## What is expected
With the pictures set aside, return the lines below exactly, beginning at the first and ending at the line containing "Target: tree trunk".

--- Records shown Enclosed Below ---

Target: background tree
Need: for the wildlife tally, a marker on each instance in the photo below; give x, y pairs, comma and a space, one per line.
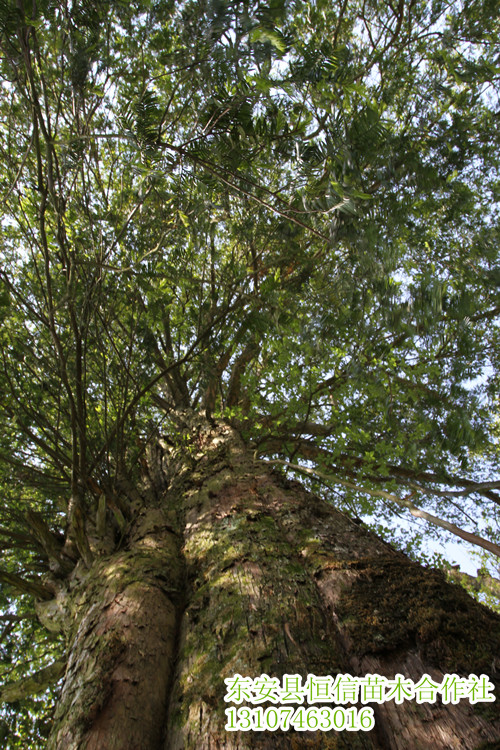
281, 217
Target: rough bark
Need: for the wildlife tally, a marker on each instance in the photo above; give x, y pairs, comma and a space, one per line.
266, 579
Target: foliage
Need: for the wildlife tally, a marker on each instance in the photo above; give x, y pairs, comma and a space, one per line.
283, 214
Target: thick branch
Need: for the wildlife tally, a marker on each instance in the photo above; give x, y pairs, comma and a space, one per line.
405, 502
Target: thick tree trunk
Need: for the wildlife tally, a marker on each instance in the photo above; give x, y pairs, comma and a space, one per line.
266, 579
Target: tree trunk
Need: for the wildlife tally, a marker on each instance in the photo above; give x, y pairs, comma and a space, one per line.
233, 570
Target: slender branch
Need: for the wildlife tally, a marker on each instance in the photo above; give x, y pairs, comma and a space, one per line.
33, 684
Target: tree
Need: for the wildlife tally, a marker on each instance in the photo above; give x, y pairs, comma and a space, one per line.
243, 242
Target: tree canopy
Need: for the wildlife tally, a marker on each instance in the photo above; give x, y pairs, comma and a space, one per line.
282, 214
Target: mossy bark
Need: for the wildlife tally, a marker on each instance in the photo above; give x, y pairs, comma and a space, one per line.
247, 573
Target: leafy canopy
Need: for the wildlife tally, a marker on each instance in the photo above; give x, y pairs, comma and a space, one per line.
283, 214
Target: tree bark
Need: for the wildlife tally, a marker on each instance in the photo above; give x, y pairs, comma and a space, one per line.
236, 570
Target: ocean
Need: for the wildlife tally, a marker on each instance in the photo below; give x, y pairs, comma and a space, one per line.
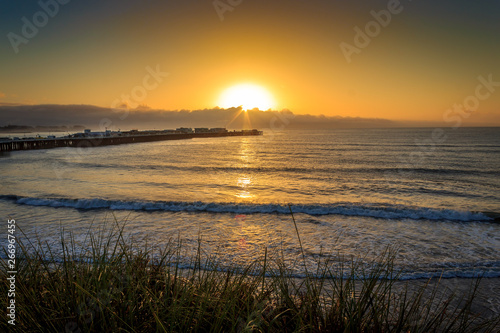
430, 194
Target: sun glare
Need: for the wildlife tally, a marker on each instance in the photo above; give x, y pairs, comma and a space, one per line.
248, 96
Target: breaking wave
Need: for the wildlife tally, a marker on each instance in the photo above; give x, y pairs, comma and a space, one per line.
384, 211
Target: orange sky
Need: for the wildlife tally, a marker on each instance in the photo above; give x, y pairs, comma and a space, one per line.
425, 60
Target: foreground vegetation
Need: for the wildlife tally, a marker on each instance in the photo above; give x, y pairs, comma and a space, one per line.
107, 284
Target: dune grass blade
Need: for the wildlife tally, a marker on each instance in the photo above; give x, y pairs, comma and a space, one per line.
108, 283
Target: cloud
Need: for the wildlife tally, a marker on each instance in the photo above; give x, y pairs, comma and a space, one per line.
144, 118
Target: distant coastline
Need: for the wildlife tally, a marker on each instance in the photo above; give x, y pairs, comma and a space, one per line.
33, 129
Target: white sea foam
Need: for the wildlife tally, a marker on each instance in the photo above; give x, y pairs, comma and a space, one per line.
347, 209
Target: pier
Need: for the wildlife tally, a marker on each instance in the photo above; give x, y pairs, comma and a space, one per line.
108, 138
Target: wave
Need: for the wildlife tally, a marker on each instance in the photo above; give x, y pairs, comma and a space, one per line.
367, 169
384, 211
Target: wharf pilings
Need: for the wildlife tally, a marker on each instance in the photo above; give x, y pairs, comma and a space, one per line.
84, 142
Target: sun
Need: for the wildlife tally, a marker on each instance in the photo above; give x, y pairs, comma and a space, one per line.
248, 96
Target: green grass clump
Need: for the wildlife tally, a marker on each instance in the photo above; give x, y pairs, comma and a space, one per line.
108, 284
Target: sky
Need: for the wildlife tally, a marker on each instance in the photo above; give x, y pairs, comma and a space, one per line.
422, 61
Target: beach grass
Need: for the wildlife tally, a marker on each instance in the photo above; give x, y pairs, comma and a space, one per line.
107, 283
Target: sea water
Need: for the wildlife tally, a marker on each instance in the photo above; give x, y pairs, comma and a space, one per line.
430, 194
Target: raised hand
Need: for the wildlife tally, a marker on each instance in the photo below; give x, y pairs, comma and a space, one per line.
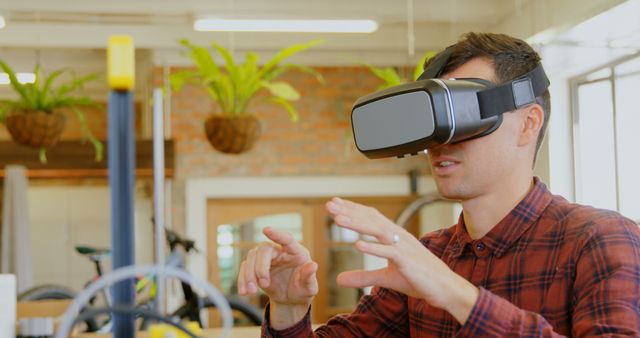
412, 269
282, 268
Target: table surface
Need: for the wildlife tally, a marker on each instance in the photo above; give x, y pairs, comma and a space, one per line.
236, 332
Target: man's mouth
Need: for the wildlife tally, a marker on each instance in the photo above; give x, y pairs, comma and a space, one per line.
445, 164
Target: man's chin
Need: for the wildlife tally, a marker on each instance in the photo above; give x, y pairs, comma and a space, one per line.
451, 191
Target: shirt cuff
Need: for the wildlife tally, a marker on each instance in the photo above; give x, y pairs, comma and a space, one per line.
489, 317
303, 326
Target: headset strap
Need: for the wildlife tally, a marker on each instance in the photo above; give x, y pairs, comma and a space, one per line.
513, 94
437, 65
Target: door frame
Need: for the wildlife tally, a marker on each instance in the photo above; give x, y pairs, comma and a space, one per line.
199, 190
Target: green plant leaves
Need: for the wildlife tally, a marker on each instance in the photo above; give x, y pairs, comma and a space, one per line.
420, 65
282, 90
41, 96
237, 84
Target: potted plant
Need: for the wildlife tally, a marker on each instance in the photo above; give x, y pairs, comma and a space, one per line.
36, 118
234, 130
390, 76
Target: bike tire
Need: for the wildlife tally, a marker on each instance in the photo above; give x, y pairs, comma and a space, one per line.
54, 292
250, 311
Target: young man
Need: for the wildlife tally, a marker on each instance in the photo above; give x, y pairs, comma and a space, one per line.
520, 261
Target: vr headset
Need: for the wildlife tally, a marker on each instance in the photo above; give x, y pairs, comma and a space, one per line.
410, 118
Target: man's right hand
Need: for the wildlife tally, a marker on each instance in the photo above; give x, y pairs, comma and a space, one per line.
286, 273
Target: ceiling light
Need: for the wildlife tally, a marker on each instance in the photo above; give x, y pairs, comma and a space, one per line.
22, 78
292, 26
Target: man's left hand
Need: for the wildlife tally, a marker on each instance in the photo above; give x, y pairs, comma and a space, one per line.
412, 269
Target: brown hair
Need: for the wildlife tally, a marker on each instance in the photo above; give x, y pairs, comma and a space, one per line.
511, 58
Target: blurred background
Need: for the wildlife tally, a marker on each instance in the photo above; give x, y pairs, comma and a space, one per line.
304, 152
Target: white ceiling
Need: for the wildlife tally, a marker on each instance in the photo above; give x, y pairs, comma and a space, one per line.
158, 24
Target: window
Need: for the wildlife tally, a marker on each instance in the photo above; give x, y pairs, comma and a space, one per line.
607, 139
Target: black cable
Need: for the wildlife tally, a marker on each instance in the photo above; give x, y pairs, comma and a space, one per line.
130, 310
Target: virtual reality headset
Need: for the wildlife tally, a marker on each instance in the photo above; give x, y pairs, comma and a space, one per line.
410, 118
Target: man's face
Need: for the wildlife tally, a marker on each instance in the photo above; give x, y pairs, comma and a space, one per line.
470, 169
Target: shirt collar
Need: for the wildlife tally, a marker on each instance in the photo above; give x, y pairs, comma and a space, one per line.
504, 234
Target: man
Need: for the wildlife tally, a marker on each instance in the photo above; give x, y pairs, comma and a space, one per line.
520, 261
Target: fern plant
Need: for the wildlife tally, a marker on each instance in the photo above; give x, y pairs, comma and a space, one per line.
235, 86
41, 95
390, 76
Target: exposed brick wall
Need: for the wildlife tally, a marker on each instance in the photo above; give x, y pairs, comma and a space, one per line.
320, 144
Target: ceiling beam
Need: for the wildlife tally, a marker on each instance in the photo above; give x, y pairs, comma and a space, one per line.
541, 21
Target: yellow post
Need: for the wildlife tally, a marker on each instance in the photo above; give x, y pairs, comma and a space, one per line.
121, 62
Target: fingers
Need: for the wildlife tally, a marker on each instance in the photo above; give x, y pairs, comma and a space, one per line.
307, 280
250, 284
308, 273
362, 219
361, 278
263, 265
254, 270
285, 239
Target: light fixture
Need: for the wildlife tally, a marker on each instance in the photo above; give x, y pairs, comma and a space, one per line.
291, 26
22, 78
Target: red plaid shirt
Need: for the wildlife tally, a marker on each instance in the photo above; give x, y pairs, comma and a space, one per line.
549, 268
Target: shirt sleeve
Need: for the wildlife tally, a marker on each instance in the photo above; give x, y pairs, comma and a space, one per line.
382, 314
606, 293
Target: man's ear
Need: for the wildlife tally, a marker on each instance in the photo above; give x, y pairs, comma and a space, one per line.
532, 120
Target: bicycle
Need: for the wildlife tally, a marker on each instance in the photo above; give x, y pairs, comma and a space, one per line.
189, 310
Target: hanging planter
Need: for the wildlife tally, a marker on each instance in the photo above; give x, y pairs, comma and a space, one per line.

--- End of Enclosed Records shown ---

## Response to the exercise
Target: background tree
Need: for the wildlife tally, a marker on each instance in the photo below; give x, y pairs, comma and a space, one per line.
281, 217
Target: rough bark
Need: for the wildlife tally, a marker on each instance in the photo above; give x, y pairs, comma and a space, one per line.
266, 579
Target: foliage
Need: for the wildlife tally, a marker on each instance in the photo above; give x, y pairs, comma and a space, one per line.
283, 214
Target: thick branch
Need: for the wildlife tally, a marker on each instance in the photo above; give x, y pairs, comma and a space, one per line.
405, 502
Target: thick tree trunk
Need: for the wildlife tally, a marker on each instance in the photo above; give x, y pairs, comma and a space, one per line.
266, 579
Target: tree trunk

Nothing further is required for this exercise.